Work item: The entries that follow need to be reproduced exactly, minus any images.
Segment Start: Records supplied
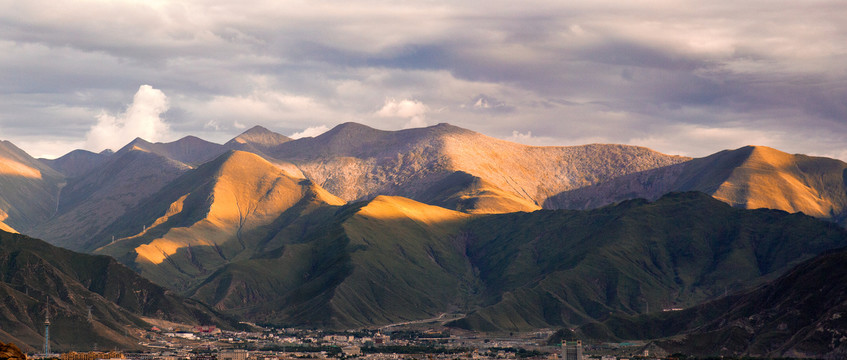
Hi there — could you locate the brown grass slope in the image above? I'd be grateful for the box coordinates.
[94,150,344,292]
[263,122,688,214]
[547,145,847,223]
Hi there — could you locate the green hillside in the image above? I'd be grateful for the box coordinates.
[187,196,473,328]
[565,246,847,357]
[448,192,847,331]
[158,192,847,331]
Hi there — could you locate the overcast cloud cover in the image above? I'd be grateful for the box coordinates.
[1,0,845,159]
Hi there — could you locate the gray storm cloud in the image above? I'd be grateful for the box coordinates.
[0,0,845,159]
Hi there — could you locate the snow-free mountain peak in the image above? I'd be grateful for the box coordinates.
[226,125,291,147]
[115,135,227,165]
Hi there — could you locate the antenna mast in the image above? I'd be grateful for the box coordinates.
[44,297,51,355]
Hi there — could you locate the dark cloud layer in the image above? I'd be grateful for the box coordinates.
[0,0,845,159]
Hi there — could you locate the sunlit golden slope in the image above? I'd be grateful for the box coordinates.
[548,145,847,222]
[0,210,16,233]
[350,195,470,225]
[420,171,540,213]
[265,123,687,214]
[713,146,845,218]
[325,196,473,326]
[225,126,304,179]
[133,151,343,264]
[95,150,344,289]
[32,133,301,251]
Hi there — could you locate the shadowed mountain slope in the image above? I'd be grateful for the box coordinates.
[0,141,65,232]
[568,246,847,358]
[28,148,192,251]
[447,192,847,332]
[0,230,233,352]
[40,149,111,178]
[547,146,847,224]
[185,195,473,328]
[102,189,847,331]
[29,136,237,251]
[121,136,228,166]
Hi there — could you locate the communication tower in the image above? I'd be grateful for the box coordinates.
[44,297,51,355]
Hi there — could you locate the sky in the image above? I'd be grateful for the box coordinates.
[1,0,846,160]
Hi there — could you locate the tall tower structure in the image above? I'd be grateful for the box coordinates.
[44,297,51,355]
[562,340,582,360]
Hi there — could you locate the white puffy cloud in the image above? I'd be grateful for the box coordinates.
[290,125,330,139]
[84,85,170,152]
[376,98,428,128]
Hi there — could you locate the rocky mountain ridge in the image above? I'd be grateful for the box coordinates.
[548,145,847,224]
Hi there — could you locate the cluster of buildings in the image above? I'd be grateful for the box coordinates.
[26,323,675,360]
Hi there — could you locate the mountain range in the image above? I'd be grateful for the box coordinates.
[1,122,847,355]
[547,145,847,224]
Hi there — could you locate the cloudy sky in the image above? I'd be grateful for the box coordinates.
[1,0,845,159]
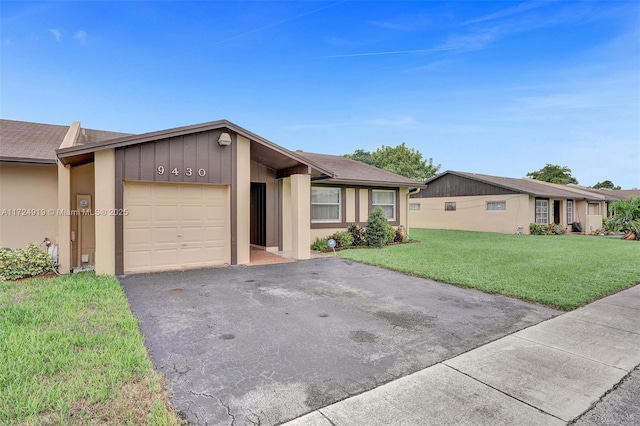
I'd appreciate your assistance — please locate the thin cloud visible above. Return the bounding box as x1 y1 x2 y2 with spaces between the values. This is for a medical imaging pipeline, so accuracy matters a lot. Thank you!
364 116 417 127
49 28 61 41
326 48 435 58
74 30 88 44
462 1 546 26
285 121 353 131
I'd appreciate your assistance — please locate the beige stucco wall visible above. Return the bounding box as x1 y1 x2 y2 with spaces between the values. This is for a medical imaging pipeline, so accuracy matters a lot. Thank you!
281 177 292 252
409 194 532 234
345 188 356 223
236 135 251 265
290 174 311 260
94 150 115 275
57 163 71 273
358 188 368 222
0 164 58 249
70 163 96 268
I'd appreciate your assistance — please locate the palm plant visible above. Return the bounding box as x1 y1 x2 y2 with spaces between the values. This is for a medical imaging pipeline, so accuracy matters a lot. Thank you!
606 197 640 239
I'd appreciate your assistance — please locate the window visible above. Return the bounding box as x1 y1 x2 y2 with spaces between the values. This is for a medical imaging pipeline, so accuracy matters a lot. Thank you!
535 199 549 224
311 187 341 223
409 203 421 211
567 200 573 223
372 189 396 220
486 201 506 211
445 202 456 211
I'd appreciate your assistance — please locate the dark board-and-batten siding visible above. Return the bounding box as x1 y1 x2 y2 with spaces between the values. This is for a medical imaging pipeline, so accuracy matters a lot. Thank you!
412 174 519 198
120 130 233 184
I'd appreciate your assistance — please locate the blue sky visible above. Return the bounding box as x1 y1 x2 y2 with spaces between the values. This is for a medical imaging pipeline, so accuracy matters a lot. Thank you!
2 1 639 188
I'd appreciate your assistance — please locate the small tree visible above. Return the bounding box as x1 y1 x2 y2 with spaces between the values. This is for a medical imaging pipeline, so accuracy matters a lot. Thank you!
365 207 389 248
593 180 621 190
526 164 578 184
344 149 375 166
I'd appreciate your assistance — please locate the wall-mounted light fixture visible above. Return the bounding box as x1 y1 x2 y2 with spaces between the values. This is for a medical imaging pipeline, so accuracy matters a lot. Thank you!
218 132 232 146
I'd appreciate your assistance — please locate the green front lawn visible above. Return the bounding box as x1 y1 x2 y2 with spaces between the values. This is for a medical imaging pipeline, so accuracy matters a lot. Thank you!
338 229 640 310
0 273 181 425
Segment End: Records supplied
Task solution:
Hi there — could you locate the brown grass slope in the image above? I'd be grateful for the box coordinates.
[94,150,344,292]
[263,122,688,214]
[547,145,847,223]
Hi there — could you locate the green hillside in the image above? I'd be grateful for the box coordinates.
[187,196,473,328]
[565,246,847,357]
[448,192,847,331]
[158,192,847,331]
Hi there — could you locate the overcast cloud cover in the image above? I'd be grateful for the box coordinates.
[1,0,845,159]
Hi there — could you locate the gray storm cloud in the image above? I'd be grateful for the box coordinates.
[0,0,845,159]
Hi there — could you locate the snow-free mountain peak in the image above? I'd be grateful for the box coordinates.
[226,125,291,147]
[115,135,227,165]
Hi there — could you locate the antenna mast in the image above? I'd be grateful for the box coordinates.
[44,297,51,355]
Hi there — could you locate the dark cloud layer in the image above? I'd be grateful for the box coordinates.
[0,0,845,159]
Hi there — could you locate the sunlit golden slope in the image above? I'd be grateful for the box coordinates.
[548,145,847,222]
[0,210,16,233]
[350,195,470,225]
[420,171,540,213]
[265,123,687,214]
[713,146,845,218]
[325,196,473,326]
[225,126,304,179]
[133,151,343,264]
[95,150,344,289]
[32,133,301,251]
Hi there — could you locate the shadowed mountain slope in the image above? I'd be grateful for the box coordinates.
[0,141,65,232]
[568,246,847,358]
[28,148,192,251]
[447,192,847,332]
[0,230,233,352]
[40,149,111,178]
[547,146,847,224]
[185,195,473,328]
[102,189,847,331]
[29,136,237,251]
[121,136,228,166]
Hi there — could you locate the communication tower in the image above? I'd be grateful for the box coordinates.
[44,297,51,355]
Hi there — could you locate the sky in the image above? I'd be grateful for the box coordinates.
[1,0,846,160]
Hi there — could you locate the tall tower structure in the image above? I'd be grateful for the box coordinates.
[44,297,51,355]
[562,340,582,360]
Hi there — could you locate the white puffy cloud in the image above? I'd be grateful for the box coordinates.
[290,125,330,139]
[84,85,170,152]
[376,98,428,128]
Hi there — could you locate the rocky mountain ridge in the image above? I'd be grateful for the box coordinates.
[548,145,847,224]
Hi there — could you locate the cluster of buildings in the image above? I'd be grateful for the box coordinates.
[26,323,675,360]
Hi there — could you locate the mountain range in the image above? I'd be grateful for the box coordinates.
[1,122,847,355]
[547,145,847,224]
Hi there — could you locate the cloudy sky in the image above? I'd be grateful for the box coordinates.
[1,0,845,159]
I'd appreciate your assistance — please locate the thin cloud visible above. Return the bounding box as x1 y1 x2 y2 with spaces between the values. This is for a medical imaging pipeline, so accuracy matters a lot. Thank you!
364 116 417 127
49 28 61 41
326 48 435 58
74 30 88 44
462 1 546 26
285 121 353 131
I'd appreciate your assistance — please locate the beige stucco wall visible above. Return the bounding box as x1 y1 x2 y2 with spaces between the values. This is for a medical imaging pipeline, so accuracy matters a lot. Thank you!
281 177 292 252
409 194 532 234
345 188 356 223
236 135 251 265
290 174 311 260
94 150 115 275
57 163 71 273
358 188 368 222
0 164 58 249
70 163 96 268
I'd appreciate your assistance — please locate the palm plant visible above. Return the bounding box as x1 y1 x2 y2 with spaces between the values. This is for a medical imaging pipeline, so accuracy matters a lot. Thank you!
606 197 640 239
I'd appreciate your assistance — please locate the window visible above. Return the bounding box as x1 y1 x2 y2 with spaces between the values. This is for a medical imaging pipeline, so accuracy matters a lot. Thank you!
535 199 549 224
311 187 341 223
409 203 421 211
567 200 573 223
372 189 396 220
486 201 506 211
445 202 456 211
I'd appreciate your assistance — please locate the dark board-and-batten siding visible above. Return the bounding box as x1 y1 x2 y2 with spaces between the values. This is for a medical imaging pipeline, so accuracy matters a lot. Thank you!
412 174 519 198
120 130 233 184
I'd appreciate your assistance — please locate the blue sky visible above. Return the bounding box as x1 y1 x2 y2 with spaces between the values. This is for a medical imaging pipeline, so accuracy matters a lot. Thank you!
2 1 639 188
I'd appreciate your assistance — please locate the small tree visible above. Return the bounding box as x1 y1 x2 y2 with spaces between the values. This is for a medical imaging pipeline, so accuracy matters a lot. Thank you!
365 207 389 248
593 180 621 190
526 164 578 184
344 149 375 166
I'd appreciate your assistance — please locate the wall-mounted light fixture visible above. Return the bounding box as x1 y1 x2 y2 with spaces between the values. This is for a medical imaging pipeline, so accuracy matters a lot. Thank you!
218 132 232 146
I'd appreciate your assistance — please locate the green front lawn visible above. Return the bounding box as x1 y1 x2 y2 with spaces between the values. This is for a medical imaging pipeline, so accuracy matters a lot. Thank you!
338 229 640 310
0 273 181 425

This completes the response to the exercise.